### Goal:
Answer these from the article on Revolution's new byte chunk type:
(a) Which version of Revolution did the team ship in September?
(b) How many possible characters does the ASCII domain allow?
(c) Which standard still uses single bytes as its main storage system?

### Excerpt provided:
——
Issue 63 * January 15 2009

Who's Afraid of the Big Byte Wolf?
Or: future-proofing your scripts for binary files

by Jan Schenkel

Back in September, the Runtime Revolution team shipped version 3.0 of our beloved cross-platform development tool Revolution. If you haven't checked it out yet, you should: Revolution 3.0 is an impressive release, with a revamped script editor, gradients, nested arrays and much-improved out-of-the-box experience thanks to the Start Center and Resource Center. One of the items that was also introduced, but not mentioned in the press release, was the new 'byte' chunk type.

If you're wondering what it's good for or why you would want to use it instead of the good old 'character' chunk type, then allow me to explain the underlying reason for its introduction. Back in the HyperCard days, not much attention was given to languages that didn't fall neatly in the ASCII-domain, based on the English alphabet, where one character takes up a single byte and thus there are 256 possible characters (a number of which are control characters that can't even be displayed on screen).

Naturally, this isn't quite enough room for a couple of thousand Chinese or Japanese characters, and that's where Unicode comes into play. This is a set of standards that govern how this much larger number of characters can be stored and should be interpreted. The UTF-8 standard still relies on single bytes as its main storage system, but uses special bit-settings to determine if the next character is a single byte or more than one byte.
——
### Rows:
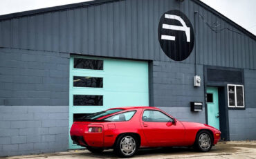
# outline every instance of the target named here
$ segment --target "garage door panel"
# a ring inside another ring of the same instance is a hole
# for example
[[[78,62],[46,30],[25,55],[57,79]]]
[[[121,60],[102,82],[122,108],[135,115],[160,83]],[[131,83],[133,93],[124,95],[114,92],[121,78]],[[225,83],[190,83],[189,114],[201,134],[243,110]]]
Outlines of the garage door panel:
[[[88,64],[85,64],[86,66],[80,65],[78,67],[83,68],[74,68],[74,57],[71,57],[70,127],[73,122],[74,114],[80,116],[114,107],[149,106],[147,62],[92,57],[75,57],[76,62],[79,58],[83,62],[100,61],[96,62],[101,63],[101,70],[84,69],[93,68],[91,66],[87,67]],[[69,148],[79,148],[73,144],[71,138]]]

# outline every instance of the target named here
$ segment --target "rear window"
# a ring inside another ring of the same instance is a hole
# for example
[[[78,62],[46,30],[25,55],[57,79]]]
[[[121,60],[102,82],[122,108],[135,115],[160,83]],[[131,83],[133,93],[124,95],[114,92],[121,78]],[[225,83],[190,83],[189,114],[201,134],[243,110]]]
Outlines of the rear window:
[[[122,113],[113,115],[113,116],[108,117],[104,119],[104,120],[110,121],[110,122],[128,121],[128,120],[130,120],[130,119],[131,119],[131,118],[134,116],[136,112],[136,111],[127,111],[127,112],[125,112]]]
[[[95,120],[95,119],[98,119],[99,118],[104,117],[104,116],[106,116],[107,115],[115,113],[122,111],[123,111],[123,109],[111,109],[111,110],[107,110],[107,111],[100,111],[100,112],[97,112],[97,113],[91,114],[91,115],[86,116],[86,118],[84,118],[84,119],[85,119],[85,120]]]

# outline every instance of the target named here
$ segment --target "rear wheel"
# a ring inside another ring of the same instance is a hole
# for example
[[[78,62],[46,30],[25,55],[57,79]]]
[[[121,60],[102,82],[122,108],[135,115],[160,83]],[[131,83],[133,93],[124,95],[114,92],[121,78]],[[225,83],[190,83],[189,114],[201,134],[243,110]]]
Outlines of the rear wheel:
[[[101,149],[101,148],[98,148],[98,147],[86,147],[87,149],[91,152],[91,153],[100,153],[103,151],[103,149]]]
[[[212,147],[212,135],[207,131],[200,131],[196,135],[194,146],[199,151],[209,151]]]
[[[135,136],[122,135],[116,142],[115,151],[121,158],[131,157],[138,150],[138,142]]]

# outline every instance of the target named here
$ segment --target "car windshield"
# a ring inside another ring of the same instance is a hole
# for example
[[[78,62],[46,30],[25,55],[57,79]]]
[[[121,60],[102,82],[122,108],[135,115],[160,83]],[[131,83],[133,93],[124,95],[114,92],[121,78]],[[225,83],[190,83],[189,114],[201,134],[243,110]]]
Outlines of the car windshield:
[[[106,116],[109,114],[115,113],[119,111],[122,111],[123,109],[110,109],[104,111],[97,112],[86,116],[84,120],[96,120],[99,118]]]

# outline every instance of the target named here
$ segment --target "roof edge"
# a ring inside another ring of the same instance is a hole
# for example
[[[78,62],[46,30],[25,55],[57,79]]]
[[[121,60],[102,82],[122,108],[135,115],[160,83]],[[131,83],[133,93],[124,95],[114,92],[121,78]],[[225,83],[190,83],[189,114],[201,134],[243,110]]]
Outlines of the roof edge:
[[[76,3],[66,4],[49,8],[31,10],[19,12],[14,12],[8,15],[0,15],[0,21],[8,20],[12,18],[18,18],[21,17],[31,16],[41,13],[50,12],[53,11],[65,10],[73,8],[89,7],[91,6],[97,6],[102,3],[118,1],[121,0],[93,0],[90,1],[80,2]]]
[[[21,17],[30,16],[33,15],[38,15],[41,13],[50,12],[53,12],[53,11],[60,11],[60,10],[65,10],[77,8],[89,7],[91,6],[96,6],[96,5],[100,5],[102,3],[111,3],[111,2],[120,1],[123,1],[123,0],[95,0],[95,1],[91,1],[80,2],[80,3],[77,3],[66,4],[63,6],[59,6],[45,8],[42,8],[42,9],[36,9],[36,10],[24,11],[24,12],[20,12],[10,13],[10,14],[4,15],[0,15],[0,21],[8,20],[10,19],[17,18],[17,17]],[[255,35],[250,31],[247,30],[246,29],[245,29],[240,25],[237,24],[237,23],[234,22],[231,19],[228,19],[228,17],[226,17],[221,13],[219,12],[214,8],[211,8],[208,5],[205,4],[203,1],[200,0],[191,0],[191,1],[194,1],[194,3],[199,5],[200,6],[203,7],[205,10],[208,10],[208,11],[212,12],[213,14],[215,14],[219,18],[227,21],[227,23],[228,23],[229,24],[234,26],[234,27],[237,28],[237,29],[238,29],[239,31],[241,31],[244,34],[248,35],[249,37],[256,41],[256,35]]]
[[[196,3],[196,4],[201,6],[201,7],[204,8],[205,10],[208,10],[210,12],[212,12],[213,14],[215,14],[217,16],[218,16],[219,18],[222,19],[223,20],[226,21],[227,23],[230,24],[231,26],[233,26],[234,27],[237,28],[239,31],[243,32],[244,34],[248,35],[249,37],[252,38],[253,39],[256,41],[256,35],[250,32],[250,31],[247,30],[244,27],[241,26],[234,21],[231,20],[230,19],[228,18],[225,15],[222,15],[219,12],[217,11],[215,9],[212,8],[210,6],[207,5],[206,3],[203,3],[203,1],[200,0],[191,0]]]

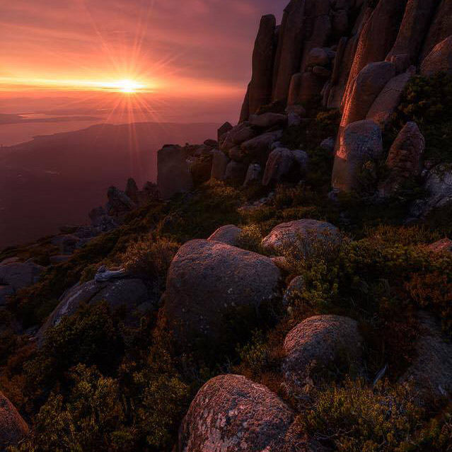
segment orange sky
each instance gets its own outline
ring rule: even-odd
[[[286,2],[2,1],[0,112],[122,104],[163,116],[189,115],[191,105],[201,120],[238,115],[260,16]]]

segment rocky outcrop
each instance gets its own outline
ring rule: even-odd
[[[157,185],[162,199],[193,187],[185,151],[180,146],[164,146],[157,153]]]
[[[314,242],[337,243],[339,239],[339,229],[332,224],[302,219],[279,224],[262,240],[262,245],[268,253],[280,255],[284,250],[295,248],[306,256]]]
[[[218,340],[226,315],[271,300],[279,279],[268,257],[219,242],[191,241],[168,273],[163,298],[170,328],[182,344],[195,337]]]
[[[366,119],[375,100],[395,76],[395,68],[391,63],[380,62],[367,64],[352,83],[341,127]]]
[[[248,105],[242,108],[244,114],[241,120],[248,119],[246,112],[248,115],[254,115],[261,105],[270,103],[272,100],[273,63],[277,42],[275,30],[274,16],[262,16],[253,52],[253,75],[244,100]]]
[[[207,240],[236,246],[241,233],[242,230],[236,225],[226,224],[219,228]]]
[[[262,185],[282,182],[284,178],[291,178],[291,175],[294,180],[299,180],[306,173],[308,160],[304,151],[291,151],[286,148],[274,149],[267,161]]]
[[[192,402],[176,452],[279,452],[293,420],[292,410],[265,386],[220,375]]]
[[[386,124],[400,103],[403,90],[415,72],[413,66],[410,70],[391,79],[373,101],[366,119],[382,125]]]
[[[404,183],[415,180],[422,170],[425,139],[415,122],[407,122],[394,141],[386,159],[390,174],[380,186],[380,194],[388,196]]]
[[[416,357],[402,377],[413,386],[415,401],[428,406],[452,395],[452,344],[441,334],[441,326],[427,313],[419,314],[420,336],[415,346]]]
——
### Exercise result:
(a) Version 3.0
(b) 256
(c) UTF-8